Problem description: Find every line below that contains the word "stone" and copy each of those lines. Capital and lowercase letters must match.

Listed records:
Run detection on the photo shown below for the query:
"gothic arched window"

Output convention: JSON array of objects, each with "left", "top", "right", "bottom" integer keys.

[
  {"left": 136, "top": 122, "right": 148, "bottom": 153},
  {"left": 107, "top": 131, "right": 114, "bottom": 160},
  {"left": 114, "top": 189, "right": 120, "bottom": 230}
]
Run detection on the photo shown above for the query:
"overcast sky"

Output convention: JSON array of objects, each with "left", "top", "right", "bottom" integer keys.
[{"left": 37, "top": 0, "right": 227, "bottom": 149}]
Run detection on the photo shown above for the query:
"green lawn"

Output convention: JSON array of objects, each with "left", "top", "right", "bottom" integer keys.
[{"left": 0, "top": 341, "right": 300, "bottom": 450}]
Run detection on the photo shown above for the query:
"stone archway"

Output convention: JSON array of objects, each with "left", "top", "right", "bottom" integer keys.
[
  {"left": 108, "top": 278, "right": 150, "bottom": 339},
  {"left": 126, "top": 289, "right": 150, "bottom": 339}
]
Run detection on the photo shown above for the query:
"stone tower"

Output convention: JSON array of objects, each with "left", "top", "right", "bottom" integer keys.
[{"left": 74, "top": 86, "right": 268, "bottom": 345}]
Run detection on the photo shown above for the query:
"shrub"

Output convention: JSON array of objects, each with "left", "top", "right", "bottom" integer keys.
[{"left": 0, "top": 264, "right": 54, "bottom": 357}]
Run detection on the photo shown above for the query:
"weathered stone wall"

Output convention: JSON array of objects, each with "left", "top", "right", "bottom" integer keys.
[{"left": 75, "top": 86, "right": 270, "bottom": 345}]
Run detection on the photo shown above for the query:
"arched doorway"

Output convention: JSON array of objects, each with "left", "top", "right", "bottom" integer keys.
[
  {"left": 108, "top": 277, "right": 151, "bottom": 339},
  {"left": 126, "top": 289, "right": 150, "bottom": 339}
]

Exercise output:
"stone archway"
"stone tower"
"weathered stone wall"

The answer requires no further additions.